TEXTAUSZUG:
In memoriam Günther Uhlig

Nachruf von Nikolaus Kuhnert

Günther Uhlig habe ich beim Diplom kennen gelernt. Ende der Sechziger Jahre war es an der TU Berlin möglich, das Diplom als Gruppenarbeit zu schreiben. Zu unserer Gruppe gehörten Marc Fester, Günther Uhlig und ich. Um die Diplomarbeit zu beginnen, hatten wir Peter Gäng angesprochen, uns einen Crashkurs in Politischer Kybernetik zu geben. Peter Gäng war ein Schüler von Herbert Stachowiak, der 1965 die Schrift „Denken und Erkennen im kybernetischen Modell“ verfasst hatte.
Trotz des Formats der Gruppenarbeit haben wir unterschiedliche Themen bearbeitet, ich habe in meinem Teil über Amitai Etzioni und Günther über Organisationssoziologie geschrieben.

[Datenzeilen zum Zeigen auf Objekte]
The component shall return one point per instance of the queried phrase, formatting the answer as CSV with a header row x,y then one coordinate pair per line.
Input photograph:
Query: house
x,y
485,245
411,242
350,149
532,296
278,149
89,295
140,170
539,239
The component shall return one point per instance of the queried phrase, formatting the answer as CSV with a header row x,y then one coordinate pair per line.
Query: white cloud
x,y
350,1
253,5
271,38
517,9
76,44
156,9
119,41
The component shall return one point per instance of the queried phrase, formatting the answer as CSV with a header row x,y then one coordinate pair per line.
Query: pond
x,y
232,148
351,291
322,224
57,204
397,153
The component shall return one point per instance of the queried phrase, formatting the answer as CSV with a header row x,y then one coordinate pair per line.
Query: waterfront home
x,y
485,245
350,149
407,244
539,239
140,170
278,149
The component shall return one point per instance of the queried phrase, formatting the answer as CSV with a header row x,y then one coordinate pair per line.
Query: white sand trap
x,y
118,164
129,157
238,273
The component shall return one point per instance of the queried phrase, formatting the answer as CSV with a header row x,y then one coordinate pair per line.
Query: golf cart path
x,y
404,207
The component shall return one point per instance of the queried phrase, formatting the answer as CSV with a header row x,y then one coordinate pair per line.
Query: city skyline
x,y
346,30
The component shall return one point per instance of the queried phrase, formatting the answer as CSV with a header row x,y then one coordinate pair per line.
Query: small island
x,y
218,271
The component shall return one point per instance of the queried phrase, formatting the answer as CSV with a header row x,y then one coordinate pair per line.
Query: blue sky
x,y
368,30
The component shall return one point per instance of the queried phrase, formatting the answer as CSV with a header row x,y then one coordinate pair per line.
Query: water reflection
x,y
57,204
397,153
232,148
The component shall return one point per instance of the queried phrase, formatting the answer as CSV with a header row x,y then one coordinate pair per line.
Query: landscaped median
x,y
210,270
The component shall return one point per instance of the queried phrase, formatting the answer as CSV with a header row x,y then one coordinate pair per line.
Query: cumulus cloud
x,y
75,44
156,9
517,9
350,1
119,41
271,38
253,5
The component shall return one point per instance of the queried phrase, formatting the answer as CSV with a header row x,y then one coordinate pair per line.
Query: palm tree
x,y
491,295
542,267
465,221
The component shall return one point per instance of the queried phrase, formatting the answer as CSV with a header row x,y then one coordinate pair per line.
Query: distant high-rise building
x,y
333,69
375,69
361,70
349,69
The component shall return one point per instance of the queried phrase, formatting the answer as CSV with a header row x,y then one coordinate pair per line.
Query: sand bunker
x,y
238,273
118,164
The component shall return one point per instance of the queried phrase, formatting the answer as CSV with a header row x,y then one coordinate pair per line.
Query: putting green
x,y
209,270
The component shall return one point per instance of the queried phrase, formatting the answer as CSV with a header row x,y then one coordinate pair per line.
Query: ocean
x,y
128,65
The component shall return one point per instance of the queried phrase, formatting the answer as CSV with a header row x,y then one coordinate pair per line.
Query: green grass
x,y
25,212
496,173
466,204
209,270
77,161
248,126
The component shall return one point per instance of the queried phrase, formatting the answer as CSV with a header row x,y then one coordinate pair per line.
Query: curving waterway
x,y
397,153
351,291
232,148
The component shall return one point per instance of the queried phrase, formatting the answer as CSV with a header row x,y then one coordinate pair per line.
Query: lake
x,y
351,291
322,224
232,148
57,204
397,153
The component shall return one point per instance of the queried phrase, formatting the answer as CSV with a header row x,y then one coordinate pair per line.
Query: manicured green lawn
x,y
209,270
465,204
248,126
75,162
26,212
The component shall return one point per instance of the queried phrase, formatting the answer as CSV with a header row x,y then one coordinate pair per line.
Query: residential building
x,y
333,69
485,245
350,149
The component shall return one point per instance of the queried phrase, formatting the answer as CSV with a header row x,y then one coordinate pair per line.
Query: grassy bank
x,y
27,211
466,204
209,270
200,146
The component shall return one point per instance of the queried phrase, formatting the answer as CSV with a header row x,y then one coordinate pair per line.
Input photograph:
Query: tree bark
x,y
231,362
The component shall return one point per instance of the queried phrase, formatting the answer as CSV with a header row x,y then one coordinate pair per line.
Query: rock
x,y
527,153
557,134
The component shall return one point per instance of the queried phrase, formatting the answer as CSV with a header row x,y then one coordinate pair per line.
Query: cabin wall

ARBEITSANWEISUNGEN:
(a) Extrahiere aus den Datensätzen jede Zeile, in der die Zeichenfolge „sand“ vorkommt, und beachte dabei Groß- und Kleinschreibung.
(b) Führe den Nachruf auf Günther Uhlig im Anschluss an seinen letzten Satz weiter.
Der Nachruf und die Datensätze haben unterschiedliche Herkunft.

ANTWORTEN NACHEINANDER:
(a)
Query: white sand trap
Query: sand bunker

(b)
Unsere Diplomarbeiten wurden im ersten Anlauf nicht anerkannt, nachdem der Berliner Senat einen Staatskommissar an der Architekturfakultät eingesetzt hatte, der das kollektive Diplom untersagte, was uns aber nur indirekt betraf, da wir die Diplomarbeit individuell verfasst hatten. Wir mussten trotzdem die Prüfung wiederholen.
Bevor Günther sein Studium mit der Diplomarbeit abschloss, hatte er bei Georg Heinrichs gearbeitet und, soweit ich mich erinnere, am Steglitzer Forum. Ich erinnere mich jedenfalls noch daran, wie begeistert er von der Deckenkonstruktion über den Rolltreppen ins erste Geschoss sprach.

Assistentenpool
Nach dem Diplom sind wir durch Vermittlung von Wulf Eichstätt, der damals an der RWTH Aachen lehrte, aber zurück nach Berlin kehren wollte, nach Aachen an den Assistentenpool berufen worden – ich sage bewusst berufen, weil die Auswahl der Assistenten einem Berufungsverfahren glich mit Vorstellung und Auswahl. Uns saßen als Juroren Gottfried Böhm und Vertreter der Studentenschaft gegenüber.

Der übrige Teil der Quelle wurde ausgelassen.